• Problem description:
With both ends included, repeat exactly the lines of the entries below from the one containing "thin stem in this photo." down to the one containing "yellow leaves in this photo.", and no others.

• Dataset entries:

-- -- --

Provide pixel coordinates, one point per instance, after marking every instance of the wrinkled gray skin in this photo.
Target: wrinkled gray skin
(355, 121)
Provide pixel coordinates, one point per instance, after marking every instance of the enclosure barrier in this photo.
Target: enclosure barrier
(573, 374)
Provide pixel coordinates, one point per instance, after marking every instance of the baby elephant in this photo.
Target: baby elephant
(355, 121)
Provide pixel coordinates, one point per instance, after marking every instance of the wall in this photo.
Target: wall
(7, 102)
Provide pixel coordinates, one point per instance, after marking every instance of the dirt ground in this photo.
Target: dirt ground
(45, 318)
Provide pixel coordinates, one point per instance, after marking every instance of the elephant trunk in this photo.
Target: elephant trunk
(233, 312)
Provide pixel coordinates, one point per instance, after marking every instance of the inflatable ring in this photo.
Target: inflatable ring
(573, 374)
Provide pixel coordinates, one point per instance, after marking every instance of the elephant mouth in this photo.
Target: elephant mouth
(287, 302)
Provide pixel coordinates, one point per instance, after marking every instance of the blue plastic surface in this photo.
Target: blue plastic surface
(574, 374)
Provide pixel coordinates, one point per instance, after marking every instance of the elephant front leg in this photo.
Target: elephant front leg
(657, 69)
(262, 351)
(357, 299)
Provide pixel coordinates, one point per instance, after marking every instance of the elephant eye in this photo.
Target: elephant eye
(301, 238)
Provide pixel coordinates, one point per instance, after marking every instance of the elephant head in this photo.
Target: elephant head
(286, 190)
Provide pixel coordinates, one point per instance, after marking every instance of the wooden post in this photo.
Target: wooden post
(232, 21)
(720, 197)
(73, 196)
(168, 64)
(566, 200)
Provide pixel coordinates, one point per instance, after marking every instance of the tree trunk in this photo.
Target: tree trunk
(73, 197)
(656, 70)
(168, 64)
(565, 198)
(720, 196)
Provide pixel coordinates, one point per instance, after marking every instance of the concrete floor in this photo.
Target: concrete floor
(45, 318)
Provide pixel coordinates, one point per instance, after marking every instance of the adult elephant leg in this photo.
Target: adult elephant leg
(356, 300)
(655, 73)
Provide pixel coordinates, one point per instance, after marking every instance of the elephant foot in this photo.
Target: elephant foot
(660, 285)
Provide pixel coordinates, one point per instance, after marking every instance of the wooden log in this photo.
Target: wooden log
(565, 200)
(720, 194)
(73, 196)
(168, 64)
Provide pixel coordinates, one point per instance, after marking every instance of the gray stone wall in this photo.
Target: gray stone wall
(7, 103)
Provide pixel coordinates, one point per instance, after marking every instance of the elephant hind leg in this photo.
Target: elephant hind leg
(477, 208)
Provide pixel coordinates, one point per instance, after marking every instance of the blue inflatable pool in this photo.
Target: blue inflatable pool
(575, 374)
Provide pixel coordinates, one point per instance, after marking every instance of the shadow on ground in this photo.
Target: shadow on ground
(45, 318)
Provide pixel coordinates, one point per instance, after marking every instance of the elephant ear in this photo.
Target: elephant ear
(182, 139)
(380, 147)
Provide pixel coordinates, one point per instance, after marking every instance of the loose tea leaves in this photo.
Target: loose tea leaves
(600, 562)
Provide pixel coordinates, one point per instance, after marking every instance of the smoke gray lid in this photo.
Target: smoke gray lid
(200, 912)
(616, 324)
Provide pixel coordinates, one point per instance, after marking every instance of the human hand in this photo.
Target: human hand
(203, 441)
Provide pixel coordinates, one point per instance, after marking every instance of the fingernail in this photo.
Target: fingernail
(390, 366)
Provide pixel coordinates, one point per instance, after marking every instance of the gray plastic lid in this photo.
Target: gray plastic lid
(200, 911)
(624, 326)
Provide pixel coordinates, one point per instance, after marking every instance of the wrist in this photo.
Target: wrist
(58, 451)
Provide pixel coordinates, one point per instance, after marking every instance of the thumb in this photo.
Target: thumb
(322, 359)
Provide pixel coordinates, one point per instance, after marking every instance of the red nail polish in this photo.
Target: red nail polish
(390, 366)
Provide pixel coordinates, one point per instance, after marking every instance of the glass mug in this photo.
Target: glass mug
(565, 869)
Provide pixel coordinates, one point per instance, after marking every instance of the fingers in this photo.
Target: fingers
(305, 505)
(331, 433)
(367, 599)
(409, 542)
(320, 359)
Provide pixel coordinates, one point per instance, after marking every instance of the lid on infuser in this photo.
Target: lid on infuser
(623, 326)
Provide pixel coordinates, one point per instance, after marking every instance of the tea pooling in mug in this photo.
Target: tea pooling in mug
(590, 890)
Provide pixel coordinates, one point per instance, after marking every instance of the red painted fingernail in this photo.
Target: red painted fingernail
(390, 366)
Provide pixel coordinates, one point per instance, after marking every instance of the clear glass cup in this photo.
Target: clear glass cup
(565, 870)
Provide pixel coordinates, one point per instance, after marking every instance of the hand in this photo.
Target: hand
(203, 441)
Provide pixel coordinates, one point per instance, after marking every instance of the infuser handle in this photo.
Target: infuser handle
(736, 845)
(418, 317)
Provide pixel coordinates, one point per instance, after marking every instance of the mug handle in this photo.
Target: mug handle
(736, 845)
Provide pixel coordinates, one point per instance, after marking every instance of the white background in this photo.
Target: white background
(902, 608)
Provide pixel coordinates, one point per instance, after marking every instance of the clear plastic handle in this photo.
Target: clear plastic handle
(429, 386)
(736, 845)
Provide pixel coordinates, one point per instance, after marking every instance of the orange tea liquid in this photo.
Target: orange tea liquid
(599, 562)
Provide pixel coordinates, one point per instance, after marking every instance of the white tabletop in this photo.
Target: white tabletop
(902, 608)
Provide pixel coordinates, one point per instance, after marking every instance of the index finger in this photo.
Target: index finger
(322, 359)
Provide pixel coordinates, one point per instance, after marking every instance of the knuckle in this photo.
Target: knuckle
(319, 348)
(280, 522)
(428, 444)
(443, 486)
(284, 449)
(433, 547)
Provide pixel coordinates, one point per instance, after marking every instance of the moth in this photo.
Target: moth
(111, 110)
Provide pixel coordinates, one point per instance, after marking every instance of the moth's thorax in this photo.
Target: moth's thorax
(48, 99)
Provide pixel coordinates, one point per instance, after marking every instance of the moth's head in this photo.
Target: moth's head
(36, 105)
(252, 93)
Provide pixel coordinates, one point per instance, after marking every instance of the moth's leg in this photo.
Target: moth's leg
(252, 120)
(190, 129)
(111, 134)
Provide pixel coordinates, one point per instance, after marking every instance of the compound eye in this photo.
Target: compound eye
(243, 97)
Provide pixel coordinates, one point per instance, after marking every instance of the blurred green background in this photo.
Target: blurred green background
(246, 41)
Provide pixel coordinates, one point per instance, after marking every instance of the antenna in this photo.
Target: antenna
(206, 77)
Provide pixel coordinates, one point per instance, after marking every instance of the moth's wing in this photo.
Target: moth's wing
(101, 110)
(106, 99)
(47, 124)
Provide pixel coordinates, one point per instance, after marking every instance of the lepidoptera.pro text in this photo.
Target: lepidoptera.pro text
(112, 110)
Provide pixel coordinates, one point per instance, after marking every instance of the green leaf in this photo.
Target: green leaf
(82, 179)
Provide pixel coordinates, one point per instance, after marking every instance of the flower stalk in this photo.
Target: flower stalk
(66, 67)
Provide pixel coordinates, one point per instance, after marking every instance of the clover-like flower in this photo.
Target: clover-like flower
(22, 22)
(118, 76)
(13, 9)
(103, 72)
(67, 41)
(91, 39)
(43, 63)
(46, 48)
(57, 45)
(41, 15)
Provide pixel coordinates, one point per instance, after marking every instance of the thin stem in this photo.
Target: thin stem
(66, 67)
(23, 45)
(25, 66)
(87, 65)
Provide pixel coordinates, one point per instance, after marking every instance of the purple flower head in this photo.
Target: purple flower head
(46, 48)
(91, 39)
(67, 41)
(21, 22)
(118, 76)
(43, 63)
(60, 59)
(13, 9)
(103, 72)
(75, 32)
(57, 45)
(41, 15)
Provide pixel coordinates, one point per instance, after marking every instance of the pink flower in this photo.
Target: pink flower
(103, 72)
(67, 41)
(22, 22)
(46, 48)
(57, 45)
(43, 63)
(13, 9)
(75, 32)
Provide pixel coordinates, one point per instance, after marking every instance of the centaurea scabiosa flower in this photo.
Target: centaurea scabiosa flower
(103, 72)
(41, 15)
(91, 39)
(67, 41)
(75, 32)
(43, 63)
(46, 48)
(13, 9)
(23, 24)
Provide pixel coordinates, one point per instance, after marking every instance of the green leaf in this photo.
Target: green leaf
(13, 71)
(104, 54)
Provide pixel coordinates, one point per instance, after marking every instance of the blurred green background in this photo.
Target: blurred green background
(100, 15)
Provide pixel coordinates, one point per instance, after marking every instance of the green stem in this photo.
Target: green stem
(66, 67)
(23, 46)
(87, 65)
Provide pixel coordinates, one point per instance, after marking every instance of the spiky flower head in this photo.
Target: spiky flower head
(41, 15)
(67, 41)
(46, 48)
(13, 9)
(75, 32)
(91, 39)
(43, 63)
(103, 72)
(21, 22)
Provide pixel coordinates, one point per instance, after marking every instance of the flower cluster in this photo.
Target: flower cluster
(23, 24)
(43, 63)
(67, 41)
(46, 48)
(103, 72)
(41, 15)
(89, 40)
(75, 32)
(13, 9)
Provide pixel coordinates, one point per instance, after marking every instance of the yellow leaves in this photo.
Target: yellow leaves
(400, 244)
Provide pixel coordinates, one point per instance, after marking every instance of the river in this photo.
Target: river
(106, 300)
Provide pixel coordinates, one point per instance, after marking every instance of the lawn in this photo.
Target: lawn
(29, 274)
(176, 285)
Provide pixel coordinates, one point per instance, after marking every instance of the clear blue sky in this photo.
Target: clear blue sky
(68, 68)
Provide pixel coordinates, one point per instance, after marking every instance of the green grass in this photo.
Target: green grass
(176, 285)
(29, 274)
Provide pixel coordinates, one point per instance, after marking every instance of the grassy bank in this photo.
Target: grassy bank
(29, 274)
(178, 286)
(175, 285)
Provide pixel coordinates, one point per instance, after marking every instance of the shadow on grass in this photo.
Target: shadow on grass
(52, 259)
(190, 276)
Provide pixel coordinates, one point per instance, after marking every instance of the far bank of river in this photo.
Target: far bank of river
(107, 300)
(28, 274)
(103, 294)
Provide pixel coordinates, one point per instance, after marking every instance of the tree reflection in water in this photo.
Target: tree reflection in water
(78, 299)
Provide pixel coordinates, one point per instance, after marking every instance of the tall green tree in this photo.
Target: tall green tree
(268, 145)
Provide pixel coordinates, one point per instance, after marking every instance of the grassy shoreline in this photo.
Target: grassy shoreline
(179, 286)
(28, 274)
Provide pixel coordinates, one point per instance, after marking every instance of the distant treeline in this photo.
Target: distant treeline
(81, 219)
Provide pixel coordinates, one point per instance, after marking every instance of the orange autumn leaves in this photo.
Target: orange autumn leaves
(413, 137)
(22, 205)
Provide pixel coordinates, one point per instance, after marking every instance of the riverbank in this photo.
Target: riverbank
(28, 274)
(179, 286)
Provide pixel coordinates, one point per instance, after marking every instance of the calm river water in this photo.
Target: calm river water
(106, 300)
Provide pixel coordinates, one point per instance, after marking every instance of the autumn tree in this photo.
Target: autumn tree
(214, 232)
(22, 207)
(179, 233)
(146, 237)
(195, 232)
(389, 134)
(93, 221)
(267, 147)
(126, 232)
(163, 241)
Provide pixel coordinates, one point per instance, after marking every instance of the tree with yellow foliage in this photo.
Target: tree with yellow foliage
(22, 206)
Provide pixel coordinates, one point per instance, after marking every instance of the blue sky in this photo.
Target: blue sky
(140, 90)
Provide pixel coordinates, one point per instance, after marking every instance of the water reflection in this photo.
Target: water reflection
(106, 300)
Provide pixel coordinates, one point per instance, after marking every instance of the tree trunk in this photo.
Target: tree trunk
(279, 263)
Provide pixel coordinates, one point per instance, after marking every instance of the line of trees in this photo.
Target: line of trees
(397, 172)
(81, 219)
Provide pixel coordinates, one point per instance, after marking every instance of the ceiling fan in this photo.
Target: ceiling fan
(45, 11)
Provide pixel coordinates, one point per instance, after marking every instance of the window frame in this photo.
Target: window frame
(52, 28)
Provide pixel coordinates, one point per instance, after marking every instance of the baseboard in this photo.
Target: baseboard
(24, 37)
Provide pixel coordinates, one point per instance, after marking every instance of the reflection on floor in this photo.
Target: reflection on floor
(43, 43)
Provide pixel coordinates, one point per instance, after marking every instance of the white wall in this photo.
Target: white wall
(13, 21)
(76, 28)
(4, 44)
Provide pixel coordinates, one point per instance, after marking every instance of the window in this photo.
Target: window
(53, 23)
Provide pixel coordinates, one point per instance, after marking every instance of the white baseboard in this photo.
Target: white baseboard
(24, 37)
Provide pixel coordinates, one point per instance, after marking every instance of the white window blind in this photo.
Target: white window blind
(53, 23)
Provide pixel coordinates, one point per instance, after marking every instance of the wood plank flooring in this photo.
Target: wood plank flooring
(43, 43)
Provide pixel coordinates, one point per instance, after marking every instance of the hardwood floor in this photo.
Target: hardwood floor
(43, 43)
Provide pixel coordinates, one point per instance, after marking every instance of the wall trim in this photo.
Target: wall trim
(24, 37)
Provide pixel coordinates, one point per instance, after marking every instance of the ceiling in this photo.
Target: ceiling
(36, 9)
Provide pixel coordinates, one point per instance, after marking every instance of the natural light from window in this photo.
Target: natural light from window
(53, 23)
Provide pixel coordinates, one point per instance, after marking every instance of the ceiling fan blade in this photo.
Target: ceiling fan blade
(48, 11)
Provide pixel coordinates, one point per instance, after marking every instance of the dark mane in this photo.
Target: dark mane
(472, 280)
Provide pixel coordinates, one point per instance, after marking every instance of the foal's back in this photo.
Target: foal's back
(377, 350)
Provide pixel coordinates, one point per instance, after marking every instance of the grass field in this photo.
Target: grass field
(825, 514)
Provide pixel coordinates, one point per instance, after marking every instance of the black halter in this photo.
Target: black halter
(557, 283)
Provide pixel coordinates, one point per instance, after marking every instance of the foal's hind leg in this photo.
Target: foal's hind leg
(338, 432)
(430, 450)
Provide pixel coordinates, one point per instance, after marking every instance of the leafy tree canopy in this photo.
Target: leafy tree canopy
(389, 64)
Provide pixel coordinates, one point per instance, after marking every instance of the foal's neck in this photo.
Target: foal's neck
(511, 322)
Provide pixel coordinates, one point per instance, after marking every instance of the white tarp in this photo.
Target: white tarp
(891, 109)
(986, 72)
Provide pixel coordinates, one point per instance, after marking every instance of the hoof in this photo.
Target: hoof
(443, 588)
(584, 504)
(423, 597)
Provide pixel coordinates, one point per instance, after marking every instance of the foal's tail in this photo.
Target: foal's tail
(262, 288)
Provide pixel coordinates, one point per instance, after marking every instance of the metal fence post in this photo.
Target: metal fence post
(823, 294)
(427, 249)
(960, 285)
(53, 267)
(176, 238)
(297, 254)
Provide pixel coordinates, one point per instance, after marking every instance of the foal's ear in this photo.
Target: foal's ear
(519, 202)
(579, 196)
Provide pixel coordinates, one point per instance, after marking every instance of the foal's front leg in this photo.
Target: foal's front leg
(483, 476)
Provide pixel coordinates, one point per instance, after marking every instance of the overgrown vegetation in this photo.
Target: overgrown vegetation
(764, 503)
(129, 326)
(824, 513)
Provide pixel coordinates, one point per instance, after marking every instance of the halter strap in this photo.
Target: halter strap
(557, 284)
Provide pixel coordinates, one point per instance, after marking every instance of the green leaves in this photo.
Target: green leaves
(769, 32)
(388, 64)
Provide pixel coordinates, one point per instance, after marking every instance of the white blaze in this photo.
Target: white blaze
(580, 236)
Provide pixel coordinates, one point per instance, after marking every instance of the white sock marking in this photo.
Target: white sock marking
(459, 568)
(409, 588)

-- -- --

• Result for this task:
Provide pixel coordinates, one point per instance, after marking every instance of the thin stem in this photo.
Target: thin stem
(66, 67)
(23, 45)
(25, 66)
(87, 65)
Provide pixel coordinates, one point per instance, after marking every instance of the purple flower head in this photo.
Target: purple flower head
(46, 48)
(91, 39)
(67, 41)
(21, 22)
(118, 76)
(43, 63)
(60, 59)
(13, 9)
(103, 72)
(75, 32)
(57, 45)
(41, 15)
Provide pixel coordinates, one point per instance, after marking every instance of the pink flower in this photo.
Target: pink flower
(103, 72)
(67, 41)
(22, 22)
(46, 48)
(57, 45)
(43, 63)
(13, 9)
(75, 32)
Provide pixel coordinates, one point per instance, after marking every instance of the centaurea scabiosa flower in this photo.
Target: centaurea scabiosa flower
(103, 72)
(41, 15)
(91, 39)
(67, 41)
(75, 32)
(43, 63)
(46, 48)
(13, 9)
(23, 24)
Provide pixel coordinates, one point per instance, after marking every instance of the green leaf in this photo.
Target: green leaf
(13, 71)
(104, 54)
Provide pixel coordinates, one point per instance, after marking every instance of the blurred green background in this photo.
Target: blurred green background
(100, 15)
Provide pixel coordinates, one point per instance, after marking every instance of the green stem in this photo.
Target: green stem
(66, 67)
(23, 46)
(87, 65)
Provide pixel coordinates, one point per instance, after marking every instance of the spiky flower head in this photo.
Target: spiky flower head
(41, 15)
(67, 41)
(46, 48)
(13, 9)
(75, 32)
(91, 39)
(43, 63)
(103, 72)
(21, 22)
Provide pixel coordinates, one point per instance, after marking every instance of the flower cluster in this photo.
Target: flower cluster
(23, 24)
(43, 63)
(67, 41)
(46, 48)
(103, 72)
(41, 15)
(89, 40)
(75, 32)
(13, 9)
Provide pixel coordinates, one point per instance, after marking every instance of the yellow leaves in this photo.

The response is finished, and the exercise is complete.